> **Teks yang Disediakan**
Darussalaf
Darussalaf oleh Admin

hukum menghadiri (melayat) jenazah orang kafir

12 tahun yang lalu
baca 5 menit
Hukum Menghadiri (Melayat) Jenazah Orang Kafir

Fatwa Lajnah da’imah lilbuhuts wal Ifta :

Apabila ada dari kalangan orang kafir yang telah melaksanakan penguburan mayatnya, maka tidak boleh bagi muslimin untuk bertanggung jawab atas penguburan mereka dan tidak turut serta dan tolong menolong bersama orang-orang kafir di dalam menguburkan  jenazah tersebut.  Atau menemani mereka di dalam mengantarkan  jenazah disebabkan mengamalkan kepatuhan terkait politik. Maka sesungguhnya hal tersebut tidak dikenal dari Rasulullah Shalallahu Alaihi Wassallam dan tidak juga dikenal dari KhulafaurRasyidin, bahkan Allah melarang Rasulullah Shalallahu Alaihi Wassallam berdiri di atas Kubur Abdullah bin Ubay Bin Salul, Allah mengabarkan sebab larangan tersebut adalah karena kekafirannya.

Allah berfirman :

وَلَا تُصَلِّ عَلَى أَحَدٍ مِنْهُمْ مَاتَ أَبَدًا وَلَا تَقُمْ عَلَى قَبْرِهِ إِنَّهُمْ كَفَرُوا بِاللَّهِ وَرَسُولِهِ وَمَاتُوا وَهُمْ فَاسِقُونَ

“Dan janganlah kamu sekali-kali menyembahyangkan (jenazah) seorang yang mati di antara mereka, dan janganlah kamu berdiri  di kuburnya. Sesungguhnya mereka telah kafir kepada Allah dan Rasul-Nya dan mereka mati dalam Keadaan fasik.” QS. At-Taubah : 84)

Dan adapun apabila tidak ditemukan dari kalangan orang kafir yang menguburkannya, maka Kaum Muslimin yang menguburkannya sebagaimana yang dilakukan oleh Nabi Shalallahu ‘alaihi wassallam kepada korban orang badar (dari pihak kafir) dan juga ketika pamannya Abu Thalib wafat, Rasulullah Shalallahu Alaihi Wassallam berkata kepada Ali Rhadiyallahu ‘anhu : “Pergilah, kuburkan dia” [1]

Wabillahi taufiq, Sholawat dan salam atas Nabi kita Muhammad Shalallahu ‘alaihi wassallam berserta keluarga dan para sahabatnya.

Sumber : Fatwa Lajnah Da’imah Lil Buhuts Wal ifta No. 2612

Dan sebagian ulama berpendapat bolehnya menghadiri jenazah orang kafir dengan terpenuhinya syarat-syarat, dan Ibnul Qoyyim menukil atsar sebagian salaf yang melakukan atau berfatwa tentang bolehnya menghadiri jenazah kerabat kafir.

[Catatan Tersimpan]
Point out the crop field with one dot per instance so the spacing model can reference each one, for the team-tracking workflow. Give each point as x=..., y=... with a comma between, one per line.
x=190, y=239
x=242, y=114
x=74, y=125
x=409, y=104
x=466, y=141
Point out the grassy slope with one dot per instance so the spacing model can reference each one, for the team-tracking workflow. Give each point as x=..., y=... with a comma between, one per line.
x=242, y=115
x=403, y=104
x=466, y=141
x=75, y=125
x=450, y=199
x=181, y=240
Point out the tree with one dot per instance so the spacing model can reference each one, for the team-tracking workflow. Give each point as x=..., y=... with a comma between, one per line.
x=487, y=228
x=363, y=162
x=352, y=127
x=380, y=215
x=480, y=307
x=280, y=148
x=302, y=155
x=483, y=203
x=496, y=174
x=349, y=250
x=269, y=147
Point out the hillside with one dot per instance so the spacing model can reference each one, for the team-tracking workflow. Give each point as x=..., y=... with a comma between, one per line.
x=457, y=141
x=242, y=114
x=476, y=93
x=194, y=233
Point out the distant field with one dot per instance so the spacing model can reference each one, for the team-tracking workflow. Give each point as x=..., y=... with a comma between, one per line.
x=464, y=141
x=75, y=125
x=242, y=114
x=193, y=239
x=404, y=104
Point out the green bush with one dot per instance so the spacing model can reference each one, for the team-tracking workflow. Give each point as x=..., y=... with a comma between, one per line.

> **Kerjakan Tugas Berikut**
**1.** Salin kembali bagian teks tentang hukum melayat jenazah orang kafir antara "Dan adapun apabila" dan "jenazah kerabat kafir.", termasuk kedua batas itu, dan ganti "ulama" dengan "cendekiawan".
**2.** Menurut teks tentang hukum melayat jenazah orang kafir, apa yang dikatakan Rasulullah kepada Ali ketika Abu Thalib wafat?

> **Jawaban Tertulis**
**1.**
Dan adapun apabila tidak ditemukan dari kalangan orang kafir yang menguburkannya, maka Kaum Muslimin yang menguburkannya sebagaimana yang dilakukan oleh Nabi Shalallahu ‘alaihi wassallam kepada korban orang badar (dari pihak kafir) dan juga ketika pamannya Abu Thalib wafat, Rasulullah Shalallahu Alaihi Wassallam berkata kepada Ali Rhadiyallahu ‘anhu : “Pergilah, kuburkan dia” [1]

Wabillahi taufiq, Sholawat dan salam atas Nabi kita Muhammad Shalallahu ‘alaihi wassallam berserta keluarga dan para sahabatnya.

Sumber : Fatwa Lajnah Da’imah Lil Buhuts Wal ifta No. 2612

Dan sebagian cendekiawan berpendapat bolehnya menghadiri jenazah orang kafir dengan terpenuhinya syarat-syarat, dan Ibnul Qoyyim menukil atsar sebagian salaf yang melakukan atau berfatwa tentang bolehnya menghadiri jenazah kerabat kafir.

**2.** Rasulullah berkata kepada Ali, "Pergilah, kuburkan dia."